▶ [Set problem A] Scale the data listing rows below. Reproduce every line, leaving lines without box coordinates unchanged. Multiply each xmin, ymin, xmax and ymax value by 0.75 and round to the nearest whole number, with halves rounded up.

▶ [Selection]
-- start --

In one of my previous article, I had explained the strangle option strategy and how it could be used to sell currency options especially USDINR monthly options.
Strangle option strategy serves best when there is no directional move or there is no trend in the market. The golden rule is to sell far OTM options, but not that much far OTM options, otherwise there will no value in the option premiums. At times, it becomes necessary to sell close to spot price as far out of the money options premium would not yield any fair value for the whole operation. In such situations, risk will always be there and it becomes necessary to protect the positions against the knee jerk reactions due to news flows or any event specific movements.
It is more challenging to adjust and manage the existing strangle option positions when there is a sharp move in the market. Many times it has been observed that USDINR pair has no direction but on a particular day due to event it might show the movement of more than 1%. Next day it might come back to its normal, this disturbs the existing positions. Let us try to understand using a simple case scenario, assume the USDINR pair has been strictly range bound within 73–73.80 for the current month expiry. In this situation the option sellers have clear opinion that USDINR has no trend and it is wise to sell OTM Puts and Calls. But due to certain event the USDINR falls below 73.0 lvl to make a low of 72.80 only to bounce back to 73.10 lvl the next day. In such situations any put option sold below 73.0 i.e., 72.75 PE would be disturbed resulting in exit. You might then reenter the position when the pair bounces back to its previous level. This would mean that you will incur some losses.
Is there any probable solution for such type of situation? Not exactly, but you can minimize the loss by securing the put position. To safeguard your positions both up and down we will secure our strangle positions by creating iron condor.

-- end --

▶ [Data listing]
-- start --

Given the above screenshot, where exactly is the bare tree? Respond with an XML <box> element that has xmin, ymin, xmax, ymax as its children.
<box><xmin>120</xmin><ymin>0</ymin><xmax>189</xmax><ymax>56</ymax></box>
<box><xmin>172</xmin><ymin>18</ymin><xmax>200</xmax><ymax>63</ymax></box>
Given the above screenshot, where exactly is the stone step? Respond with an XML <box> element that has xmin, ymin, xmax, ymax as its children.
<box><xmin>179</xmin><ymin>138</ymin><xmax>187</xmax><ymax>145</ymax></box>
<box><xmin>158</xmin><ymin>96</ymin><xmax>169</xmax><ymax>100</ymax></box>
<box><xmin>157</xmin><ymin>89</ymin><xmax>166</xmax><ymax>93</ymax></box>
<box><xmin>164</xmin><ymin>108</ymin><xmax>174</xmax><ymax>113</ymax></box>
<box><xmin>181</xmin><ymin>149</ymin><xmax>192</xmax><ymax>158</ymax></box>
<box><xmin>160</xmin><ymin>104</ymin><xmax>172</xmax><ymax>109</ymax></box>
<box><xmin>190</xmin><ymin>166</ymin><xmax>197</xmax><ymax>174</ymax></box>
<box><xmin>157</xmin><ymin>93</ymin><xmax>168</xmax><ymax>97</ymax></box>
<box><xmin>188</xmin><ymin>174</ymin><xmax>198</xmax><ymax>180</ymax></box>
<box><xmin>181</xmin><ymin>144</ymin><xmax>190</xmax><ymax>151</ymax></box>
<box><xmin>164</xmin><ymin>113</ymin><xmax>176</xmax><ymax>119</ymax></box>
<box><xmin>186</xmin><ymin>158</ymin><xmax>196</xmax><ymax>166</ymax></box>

-- end --

▶ [Set problem B] From the strangle option text above, restate word for word the passage that begins at the words "In one of my" and stops after "event specific movements.".

▶ [Task result A]
Given the above screenshot, where exactly is the bare tree? Respond with an XML <box> element that has xmin, ymin, xmax, ymax as its children.
<box><xmin>90</xmin><ymin>0</ymin><xmax>142</xmax><ymax>42</ymax></box>
<box><xmin>129</xmin><ymin>14</ymin><xmax>150</xmax><ymax>47</ymax></box>
Given the above screenshot, where exactly is the stone step? Respond with an XML <box> element that has xmin, ymin, xmax, ymax as its children.
<box><xmin>134</xmin><ymin>104</ymin><xmax>140</xmax><ymax>109</ymax></box>
<box><xmin>119</xmin><ymin>72</ymin><xmax>127</xmax><ymax>75</ymax></box>
<box><xmin>118</xmin><ymin>67</ymin><xmax>125</xmax><ymax>70</ymax></box>
<box><xmin>123</xmin><ymin>81</ymin><xmax>131</xmax><ymax>85</ymax></box>
<box><xmin>136</xmin><ymin>112</ymin><xmax>144</xmax><ymax>119</ymax></box>
<box><xmin>120</xmin><ymin>78</ymin><xmax>129</xmax><ymax>82</ymax></box>
<box><xmin>143</xmin><ymin>125</ymin><xmax>148</xmax><ymax>131</ymax></box>
<box><xmin>118</xmin><ymin>70</ymin><xmax>126</xmax><ymax>73</ymax></box>
<box><xmin>141</xmin><ymin>131</ymin><xmax>149</xmax><ymax>135</ymax></box>
<box><xmin>136</xmin><ymin>108</ymin><xmax>143</xmax><ymax>113</ymax></box>
<box><xmin>123</xmin><ymin>85</ymin><xmax>132</xmax><ymax>89</ymax></box>
<box><xmin>140</xmin><ymin>119</ymin><xmax>147</xmax><ymax>125</ymax></box>

▶ [Task result B]
In one of my previous article, I had explained the strangle option strategy and how it could be used to sell currency options especially USDINR monthly options.
Strangle option strategy serves best when there is no directional move or there is no trend in the market. The golden rule is to sell far OTM options, but not that much far OTM options, otherwise there will no value in the option premiums. At times, it becomes necessary to sell close to spot price as far out of the money options premium would not yield any fair value for the whole operation. In such situations, risk will always be there and it becomes necessary to protect the positions against the knee jerk reactions due to news flows or any event specific movements.